THE REQUEST
Can you pick up the passage on ancient Rome's Circus Maximus after its final sentence and carry it forward?

PAGE EXTRACT

** START **

The woman has finished filling the terra-cotta mugs, which four men are now lifting to their lips. The contents are so scalding hot that they screw up their eyebrows from pain as they take little sips in silence. If it’s not coffee that they’re drinking, what is it? We walk closer and can smell the answer: it’s wine. Served diluted with boiling water, it is reminiscent of vin brulé. None of us today would habitually drink boiling hot wine, especially not first thing in the morning or seasoned with spices that totally change its taste. No doubt about it, the wine of ancient Rome is markedly different than ours today. We have seen that repeatedly on this long journey of ours through the empire.
But there’s no time to stop here. Our man is overtaking everyone he encounters and is heading deeper and deeper into the growing crowd, provoking some protests here and there. The odors in this pressed-together mass of people are indescribable. Clothing is imbued with the smells and whiffs of the last places each person has been before coming here. And so there is the smell of oil lamps, grilled sausage, horse, burnt wood, undigested onion, rain-soaked fabric.… And then there is also the stench of unwashed skin and sweat. Nobody has gone to the baths yet today.
Everyone is pushing to get through the crowd, and we raise our eyes to get a better look at their destination. Above the crowd we can see the imposing structure of the Circus Maximus.
Where the Sabines Were Abducted
The immense arcades of the Circus Maximus seem like so many gaping jaws of some voracious monster devouring the people. This monster has eyes that make his bite even more frightening: a host of large square windows that open out from the structure’s two upper levels.
In the blue predawn light, the colors haven’t woken up yet. The whole scene is still very ghostlike. All you can see is the rigid majesty of the arcades of the Circus Maximus, alternating between dark arches and light pilasters for over five hundred yards. We have come up on the curved side of the structure, and before our eyes one whole side of it stretches out, straight, like an enormous government building.
It’s unbelievably big. How could such a mammoth structure have been built by men? We are in the heart of antiquity, and this is, and will remain, the biggest and largest-capacity stadium ever built by humans. Not even in the modern era has anything this immense ever been built.

** END **

(Pointing data)
** START **

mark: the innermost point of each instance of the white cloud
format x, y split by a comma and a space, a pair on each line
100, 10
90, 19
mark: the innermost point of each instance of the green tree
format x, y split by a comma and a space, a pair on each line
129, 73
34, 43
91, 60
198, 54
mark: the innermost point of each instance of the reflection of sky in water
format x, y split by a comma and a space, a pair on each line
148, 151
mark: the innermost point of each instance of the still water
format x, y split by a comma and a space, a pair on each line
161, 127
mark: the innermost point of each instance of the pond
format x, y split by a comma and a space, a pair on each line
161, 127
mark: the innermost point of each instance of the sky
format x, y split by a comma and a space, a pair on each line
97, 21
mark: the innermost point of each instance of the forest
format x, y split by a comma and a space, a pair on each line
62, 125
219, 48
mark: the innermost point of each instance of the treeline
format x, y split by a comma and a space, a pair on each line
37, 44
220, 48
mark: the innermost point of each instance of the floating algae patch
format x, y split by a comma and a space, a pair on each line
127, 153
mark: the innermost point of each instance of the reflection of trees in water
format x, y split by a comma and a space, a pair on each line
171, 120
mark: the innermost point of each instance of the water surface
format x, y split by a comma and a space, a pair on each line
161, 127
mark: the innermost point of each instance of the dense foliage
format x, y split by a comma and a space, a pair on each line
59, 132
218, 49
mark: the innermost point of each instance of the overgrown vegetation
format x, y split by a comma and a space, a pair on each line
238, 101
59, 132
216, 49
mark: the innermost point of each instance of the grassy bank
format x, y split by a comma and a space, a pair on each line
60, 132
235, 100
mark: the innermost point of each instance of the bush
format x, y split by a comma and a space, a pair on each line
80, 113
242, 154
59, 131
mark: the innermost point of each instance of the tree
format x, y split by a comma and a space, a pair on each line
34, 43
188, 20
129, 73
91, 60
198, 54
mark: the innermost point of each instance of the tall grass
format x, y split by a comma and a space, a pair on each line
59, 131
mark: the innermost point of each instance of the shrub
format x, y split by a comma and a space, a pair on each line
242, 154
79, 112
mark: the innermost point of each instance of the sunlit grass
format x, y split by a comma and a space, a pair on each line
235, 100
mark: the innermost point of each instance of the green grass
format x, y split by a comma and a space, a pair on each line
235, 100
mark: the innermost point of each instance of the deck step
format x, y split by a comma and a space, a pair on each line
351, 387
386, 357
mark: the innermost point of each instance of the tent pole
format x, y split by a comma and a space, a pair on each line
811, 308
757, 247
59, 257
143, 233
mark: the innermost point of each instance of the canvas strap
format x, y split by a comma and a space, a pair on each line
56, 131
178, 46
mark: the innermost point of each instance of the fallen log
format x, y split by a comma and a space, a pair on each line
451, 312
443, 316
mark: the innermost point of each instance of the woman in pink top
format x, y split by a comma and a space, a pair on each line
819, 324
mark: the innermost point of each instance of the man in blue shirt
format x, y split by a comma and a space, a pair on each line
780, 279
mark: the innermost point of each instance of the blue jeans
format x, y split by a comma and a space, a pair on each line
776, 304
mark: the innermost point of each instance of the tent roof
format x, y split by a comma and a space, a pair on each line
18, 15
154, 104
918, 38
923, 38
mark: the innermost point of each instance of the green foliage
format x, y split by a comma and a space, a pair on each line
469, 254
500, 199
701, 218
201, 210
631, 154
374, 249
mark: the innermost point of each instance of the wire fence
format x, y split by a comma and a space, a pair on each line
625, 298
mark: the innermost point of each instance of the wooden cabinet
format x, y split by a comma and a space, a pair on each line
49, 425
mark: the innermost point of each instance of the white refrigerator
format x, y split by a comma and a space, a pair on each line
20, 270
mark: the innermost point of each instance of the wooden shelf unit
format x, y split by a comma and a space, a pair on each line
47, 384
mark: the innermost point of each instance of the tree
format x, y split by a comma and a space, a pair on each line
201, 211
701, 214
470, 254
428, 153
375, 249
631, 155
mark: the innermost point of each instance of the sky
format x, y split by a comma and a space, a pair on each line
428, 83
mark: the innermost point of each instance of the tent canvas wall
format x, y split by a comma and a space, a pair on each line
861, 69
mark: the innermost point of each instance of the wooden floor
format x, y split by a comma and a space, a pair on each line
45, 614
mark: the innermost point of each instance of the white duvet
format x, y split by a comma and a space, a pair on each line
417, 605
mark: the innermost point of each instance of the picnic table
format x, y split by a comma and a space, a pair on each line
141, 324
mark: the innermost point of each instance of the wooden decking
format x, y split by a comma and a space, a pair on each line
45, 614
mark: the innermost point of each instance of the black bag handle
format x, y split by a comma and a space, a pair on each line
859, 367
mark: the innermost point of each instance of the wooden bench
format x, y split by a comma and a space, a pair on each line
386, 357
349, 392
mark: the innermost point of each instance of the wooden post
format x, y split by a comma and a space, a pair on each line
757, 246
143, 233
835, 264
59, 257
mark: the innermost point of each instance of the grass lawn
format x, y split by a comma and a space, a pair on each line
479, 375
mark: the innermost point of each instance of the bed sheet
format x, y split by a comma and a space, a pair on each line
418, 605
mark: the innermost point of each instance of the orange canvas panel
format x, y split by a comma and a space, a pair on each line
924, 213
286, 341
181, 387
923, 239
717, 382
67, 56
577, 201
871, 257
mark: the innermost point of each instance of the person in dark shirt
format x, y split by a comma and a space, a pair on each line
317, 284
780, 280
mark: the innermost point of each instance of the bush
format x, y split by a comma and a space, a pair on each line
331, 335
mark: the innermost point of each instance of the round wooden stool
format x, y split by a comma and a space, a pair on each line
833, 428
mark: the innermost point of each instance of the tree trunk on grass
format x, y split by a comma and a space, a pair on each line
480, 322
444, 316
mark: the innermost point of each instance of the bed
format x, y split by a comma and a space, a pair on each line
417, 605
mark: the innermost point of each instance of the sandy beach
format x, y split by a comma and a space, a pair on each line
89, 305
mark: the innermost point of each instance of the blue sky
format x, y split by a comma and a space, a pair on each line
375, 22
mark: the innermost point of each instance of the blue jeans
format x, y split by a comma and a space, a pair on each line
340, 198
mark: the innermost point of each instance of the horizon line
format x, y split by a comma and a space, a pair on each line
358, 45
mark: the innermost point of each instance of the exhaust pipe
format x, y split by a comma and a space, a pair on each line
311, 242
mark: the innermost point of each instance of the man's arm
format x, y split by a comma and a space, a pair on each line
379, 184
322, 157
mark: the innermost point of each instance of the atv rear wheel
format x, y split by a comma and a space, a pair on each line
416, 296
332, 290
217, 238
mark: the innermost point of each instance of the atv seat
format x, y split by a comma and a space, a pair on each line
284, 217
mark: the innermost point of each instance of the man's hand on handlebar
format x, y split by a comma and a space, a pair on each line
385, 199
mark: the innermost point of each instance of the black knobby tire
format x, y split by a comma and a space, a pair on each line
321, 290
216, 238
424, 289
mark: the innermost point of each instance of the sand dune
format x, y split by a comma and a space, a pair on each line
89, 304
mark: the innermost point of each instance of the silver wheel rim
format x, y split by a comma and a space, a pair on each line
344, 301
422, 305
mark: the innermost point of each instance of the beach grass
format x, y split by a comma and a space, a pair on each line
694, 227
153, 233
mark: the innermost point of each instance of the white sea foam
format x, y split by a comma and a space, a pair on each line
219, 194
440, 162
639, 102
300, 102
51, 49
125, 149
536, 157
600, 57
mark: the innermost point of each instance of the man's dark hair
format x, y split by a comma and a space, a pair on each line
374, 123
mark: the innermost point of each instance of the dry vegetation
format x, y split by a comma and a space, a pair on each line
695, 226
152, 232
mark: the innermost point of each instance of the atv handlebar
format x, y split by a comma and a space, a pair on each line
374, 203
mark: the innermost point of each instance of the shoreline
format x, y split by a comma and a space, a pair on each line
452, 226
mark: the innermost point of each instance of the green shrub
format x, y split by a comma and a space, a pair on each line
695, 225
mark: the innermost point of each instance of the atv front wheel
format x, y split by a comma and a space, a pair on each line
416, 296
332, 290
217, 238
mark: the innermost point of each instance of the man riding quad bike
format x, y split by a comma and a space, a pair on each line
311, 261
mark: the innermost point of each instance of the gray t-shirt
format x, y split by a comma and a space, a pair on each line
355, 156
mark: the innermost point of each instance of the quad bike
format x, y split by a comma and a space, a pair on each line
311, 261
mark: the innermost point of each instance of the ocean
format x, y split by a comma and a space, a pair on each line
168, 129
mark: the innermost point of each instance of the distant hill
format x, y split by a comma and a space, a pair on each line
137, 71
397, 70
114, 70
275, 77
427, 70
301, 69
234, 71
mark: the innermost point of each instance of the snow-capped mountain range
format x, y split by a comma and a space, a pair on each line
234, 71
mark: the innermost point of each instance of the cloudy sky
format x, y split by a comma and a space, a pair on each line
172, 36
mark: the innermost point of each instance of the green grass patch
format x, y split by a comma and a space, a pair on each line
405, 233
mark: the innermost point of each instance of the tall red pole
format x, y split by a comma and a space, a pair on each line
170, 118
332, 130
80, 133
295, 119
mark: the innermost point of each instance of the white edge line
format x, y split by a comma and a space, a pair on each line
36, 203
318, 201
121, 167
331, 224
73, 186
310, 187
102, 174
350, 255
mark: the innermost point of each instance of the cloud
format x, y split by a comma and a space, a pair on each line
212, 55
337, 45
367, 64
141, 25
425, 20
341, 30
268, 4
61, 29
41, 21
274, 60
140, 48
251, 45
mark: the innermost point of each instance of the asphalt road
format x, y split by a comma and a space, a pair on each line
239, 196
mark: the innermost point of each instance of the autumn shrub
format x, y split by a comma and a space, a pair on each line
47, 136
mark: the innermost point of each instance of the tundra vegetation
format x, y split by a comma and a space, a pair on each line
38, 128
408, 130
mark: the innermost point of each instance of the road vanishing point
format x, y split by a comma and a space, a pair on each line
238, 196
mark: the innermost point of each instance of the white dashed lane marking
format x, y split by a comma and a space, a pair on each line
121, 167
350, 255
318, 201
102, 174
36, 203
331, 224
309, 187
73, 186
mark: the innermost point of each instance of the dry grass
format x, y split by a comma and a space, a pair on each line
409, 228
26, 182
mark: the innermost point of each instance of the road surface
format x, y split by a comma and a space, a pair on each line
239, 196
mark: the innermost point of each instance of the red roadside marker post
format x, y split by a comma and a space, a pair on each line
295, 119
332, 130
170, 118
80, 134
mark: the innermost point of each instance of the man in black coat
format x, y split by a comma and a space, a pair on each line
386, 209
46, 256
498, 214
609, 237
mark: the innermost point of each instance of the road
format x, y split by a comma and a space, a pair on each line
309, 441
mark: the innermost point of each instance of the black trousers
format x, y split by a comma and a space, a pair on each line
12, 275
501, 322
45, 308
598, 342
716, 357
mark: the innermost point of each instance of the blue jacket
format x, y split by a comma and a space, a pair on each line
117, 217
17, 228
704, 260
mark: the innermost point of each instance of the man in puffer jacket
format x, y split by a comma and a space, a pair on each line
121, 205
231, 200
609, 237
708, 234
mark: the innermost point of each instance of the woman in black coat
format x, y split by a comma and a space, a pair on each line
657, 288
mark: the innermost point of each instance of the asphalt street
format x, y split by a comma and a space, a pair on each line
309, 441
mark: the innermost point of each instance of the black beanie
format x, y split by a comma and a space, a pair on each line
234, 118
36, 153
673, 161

** END **

THE ANSWER
The Circus Maximus is also intimately tied to the history of Rome. This is where the rape of the Sabine women is said to have taken place: According to legend, Romulus, first king of Rome, organized some chariot races and invited the Sabine men with the sole purpose of distracting them, and then abducted their women. Obviously, the story is not true, but the love of chariot races, on the other hand, is. Chariot races were one of Rome’s favorite pastimes from the very beginning of its history. In the eyes of the earliest Romans, this long, wide valley running between the Palatine and the Aventine hills, called the Valley Murcia, seemed like a gift from the gods, the ideal setting for their races. All they had to do was lay out the track. But there was a problem: a small body of water ran through the area. The solution was found around 600 BCE by Tarquinius Priscus, the fifth king of Rome, who channeled the stream into a canal and built the first circus for chariot and horse races.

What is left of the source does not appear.